Im still getting used to it since ive only driven my car once since i did it so hopefully someone will jump in....

hope that helps

2K3 MSP
11-10-2004, 09:10 PM
As long as it works, that's all I need. I just hate using my A/C when defogging the windshield.

Dexter
11-10-2004, 09:14 PM
Hey zap, got a question. you think that just closing the switch is sufficient enough to turn on the AC (as if i had pressed the A/C button on the console?)

ZapWizard
11-11-2004, 07:36 PM
Hey zap, got a question. you think that just closing the switch is sufficient enough to turn on the AC (as if i had pressed the A/C button on the console?)
I beleave so.
There are two lever switches:
One turns on the A/C
The other activates the fresh air circuit.

Brian MP5T
12-05-2004, 03:35 AM
Great Job!

loccusst
12-17-2004, 10:36 AM
I have noticed an increase in fuel milage. Not much but over time it all counts. I do alot of interstae driving and usually cruise around 80 with the sport shifter so my milage is kinda crappy anyway.

Dexter
12-17-2004, 11:44 AM
I beleave so.
There are two lever switches:
One turns on the A/C
The other activates the fresh air circuit.
Cool, thanks.

As long as the A/C compressor clicks on, i guess its all good. what else could the actual button do that the switch doesnt?

loccusst
12-17-2004, 07:06 PM
Light up green???...JK

Dexter
12-17-2004, 07:29 PM
Haha yeah, thats what im thinking...

GHOSTWHISPER
12-18-2004, 07:19 AM
Man, wonderful write up, i wanted to do this but i never really had the time to figure it all out, going to do this tomorrow. I knew i was getting a little bit on the bad side for gas, becuase I always leave it on defrost and rear defrost, and i just drive along not even noticing my GF turned it to 1, or i did. So now this will solve a couple of my problems.Thanks

Dimitrios
01-28-2005, 12:52 PM
Great how to! I'm definitely going to put this on my long, short list of things to do...

Question: I was wanting to change the potentiometer on the fan speed to a constantly variable one (i.e. like a volume knob) so I can throttle the fan. 1 is good, 2 is a little too loud..some variable point in between would be nice.

Did anyone note if the fan speed pot. is replaceable by anything over the counter (i.e. Radio Shack, etc)?

(Dataset records)
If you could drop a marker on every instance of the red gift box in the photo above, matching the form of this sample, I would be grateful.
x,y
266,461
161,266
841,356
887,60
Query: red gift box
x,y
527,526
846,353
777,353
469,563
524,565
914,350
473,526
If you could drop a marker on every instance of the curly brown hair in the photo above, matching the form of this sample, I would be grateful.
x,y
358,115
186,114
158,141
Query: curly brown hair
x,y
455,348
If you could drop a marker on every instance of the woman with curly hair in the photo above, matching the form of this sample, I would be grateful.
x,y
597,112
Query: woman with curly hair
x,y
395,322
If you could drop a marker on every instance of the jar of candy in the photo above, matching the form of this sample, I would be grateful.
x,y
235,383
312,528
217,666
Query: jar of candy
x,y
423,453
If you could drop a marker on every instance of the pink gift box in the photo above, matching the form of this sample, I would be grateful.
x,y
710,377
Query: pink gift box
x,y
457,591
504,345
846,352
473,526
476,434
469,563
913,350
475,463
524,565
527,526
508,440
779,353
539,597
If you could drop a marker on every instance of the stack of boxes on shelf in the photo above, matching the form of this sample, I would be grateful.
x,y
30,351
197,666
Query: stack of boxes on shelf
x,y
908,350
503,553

# GOALS:
1/ Give each distinct username that appears as a poster in the forum thread about the A/C switch modification above.
2/ According to the forum thread about the A/C switch modification, why does Dimitrios want to swap the fan speed potentiometer for a continuously variable one? Answer in one to three sentences.
3/ Continue the forum thread about the A/C switch modification from its last post.

# ANSWERS FOR THIS EXERCISE:
1/ 2K3 MSP, Dexter, ZapWizard, Brian MP5T, loccusst, GHOSTWHISPER, Dimitrios

2/ He wants to be able to throttle the fan, because setting 1 is good but setting 2 is a little too loud. A variable control would let him choose a point in between.

3/
Dexter
01-28-2005, 02:18 PM
Dimitrios, its not a pot. its a rotary switch. i dont think its possible (well..it might be ...with alot of rewiring..) to create variable fan speed. the fan connector has 5 wires - one for each fan speed and a ground. position 0 connects nothing. position one connects wire one and ground, position two connects wire two and ground, etc.

Dimitrios
01-28-2005, 02:44 PM
Gotcha; I figured it was with the notches, but I've seen pots setup that way too.

I rented a Grand Pricks last week while in Min. and it had a nice, reactive HVAC system. Made me wish my Pro had something similar.

Dexter
01-28-2005, 02:49 PM
Grand Pricks (lol)

You've got me thinking now.....what if you just put a pot (well..to be more correct a LM317 (or other) voltage regulator...im sure you would need like 1watt pot or some huge shit) between fan speed 4 and ground...i dont know if the fans would even spin up at 5V or lower though......SO the answer would be to use PWM. Use PWM on fan speed 4. Only bad thing about PWM is sometimes fans/blowers do not like PWM at too low of frequency and they make grinding noises. You've got me thinking though...

ZapWizard
02-01-2005, 02:08 PM
Yes, you can change the fan speed settings.

The fan speed control is a five-way switch.
Off-1-2-3-4

It is wired to three resistors that are connected directly to the blower motor.

4 is straight battery to blower to ground. As you turn the speed DOWN (Towards 1) it adds another resitor to the series.

The three resistors I assume are power resistors.
I don't know what wattage, but they should be located somewhere behind the glovebox.

In theory you could replace the five-way switch with one with more positions, like a 6 or 8 way.
It still needs to handle 100% of the power from the blower motor, so you need fo find out how many watts the blower motor uses.
You would then add more resistors to the series to get more speed options.

Another option as above is to use a PWM controller.
This would allow for very precise control of fan speed from zero to ~100%.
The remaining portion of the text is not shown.